• **Exercise**:
Below are entries. Copy exactly the lines running from the line that holds "Give a dot for each instance of the dark" to the line that holds "<point>15,64</point>", with both ends included.

Records from a dataset:

# # # # #

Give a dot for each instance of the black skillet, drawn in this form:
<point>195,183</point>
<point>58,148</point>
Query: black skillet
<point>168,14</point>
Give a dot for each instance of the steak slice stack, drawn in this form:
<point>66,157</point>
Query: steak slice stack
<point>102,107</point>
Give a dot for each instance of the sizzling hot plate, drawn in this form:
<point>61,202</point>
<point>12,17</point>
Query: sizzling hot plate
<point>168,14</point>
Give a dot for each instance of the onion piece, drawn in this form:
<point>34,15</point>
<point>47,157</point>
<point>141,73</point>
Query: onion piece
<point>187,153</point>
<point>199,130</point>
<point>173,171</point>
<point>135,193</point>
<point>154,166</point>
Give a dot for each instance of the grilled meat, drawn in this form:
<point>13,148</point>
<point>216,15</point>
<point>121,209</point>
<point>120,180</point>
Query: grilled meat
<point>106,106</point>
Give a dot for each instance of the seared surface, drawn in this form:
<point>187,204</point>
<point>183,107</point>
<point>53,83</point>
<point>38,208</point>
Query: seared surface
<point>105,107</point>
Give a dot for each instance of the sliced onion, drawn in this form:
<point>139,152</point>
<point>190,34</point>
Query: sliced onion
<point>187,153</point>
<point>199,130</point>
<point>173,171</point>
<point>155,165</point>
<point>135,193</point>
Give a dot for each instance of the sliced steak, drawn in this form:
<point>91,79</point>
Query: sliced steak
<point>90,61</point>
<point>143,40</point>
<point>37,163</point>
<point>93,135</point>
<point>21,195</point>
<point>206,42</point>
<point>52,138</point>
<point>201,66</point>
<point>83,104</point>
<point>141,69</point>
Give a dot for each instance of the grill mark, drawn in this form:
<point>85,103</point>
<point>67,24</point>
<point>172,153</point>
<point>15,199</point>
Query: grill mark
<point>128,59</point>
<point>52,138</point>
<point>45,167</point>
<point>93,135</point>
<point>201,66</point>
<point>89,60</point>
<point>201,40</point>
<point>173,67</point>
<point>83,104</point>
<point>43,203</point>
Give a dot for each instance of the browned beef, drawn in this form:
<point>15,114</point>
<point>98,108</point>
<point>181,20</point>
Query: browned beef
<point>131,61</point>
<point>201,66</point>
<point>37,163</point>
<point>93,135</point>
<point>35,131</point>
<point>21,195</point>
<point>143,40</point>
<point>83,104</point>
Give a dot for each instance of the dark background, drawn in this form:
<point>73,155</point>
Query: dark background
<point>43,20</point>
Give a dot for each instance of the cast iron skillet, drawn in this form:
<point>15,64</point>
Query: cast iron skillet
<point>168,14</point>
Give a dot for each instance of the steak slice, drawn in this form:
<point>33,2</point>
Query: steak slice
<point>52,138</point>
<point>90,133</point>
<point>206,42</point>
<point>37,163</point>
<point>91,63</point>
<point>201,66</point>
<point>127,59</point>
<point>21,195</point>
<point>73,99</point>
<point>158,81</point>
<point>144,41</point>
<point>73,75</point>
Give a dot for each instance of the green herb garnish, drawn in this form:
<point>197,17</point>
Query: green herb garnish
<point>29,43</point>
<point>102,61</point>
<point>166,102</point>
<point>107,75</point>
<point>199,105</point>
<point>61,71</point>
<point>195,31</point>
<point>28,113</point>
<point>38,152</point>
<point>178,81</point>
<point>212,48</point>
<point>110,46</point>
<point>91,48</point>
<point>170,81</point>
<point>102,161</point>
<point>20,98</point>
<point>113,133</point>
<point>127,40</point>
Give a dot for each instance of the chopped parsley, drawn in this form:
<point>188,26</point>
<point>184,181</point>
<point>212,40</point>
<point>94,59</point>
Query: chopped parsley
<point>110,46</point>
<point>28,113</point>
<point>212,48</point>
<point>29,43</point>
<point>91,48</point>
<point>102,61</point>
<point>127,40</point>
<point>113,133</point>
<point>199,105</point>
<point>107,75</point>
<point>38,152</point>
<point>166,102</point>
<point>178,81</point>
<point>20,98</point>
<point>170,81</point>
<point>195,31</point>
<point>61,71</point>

# # # # #

• **Solution to the exercise**:
Give a dot for each instance of the dark background, drawn in this form:
<point>73,155</point>
Query: dark background
<point>43,20</point>
Give a dot for each instance of the cast iron skillet, drawn in this form:
<point>15,64</point>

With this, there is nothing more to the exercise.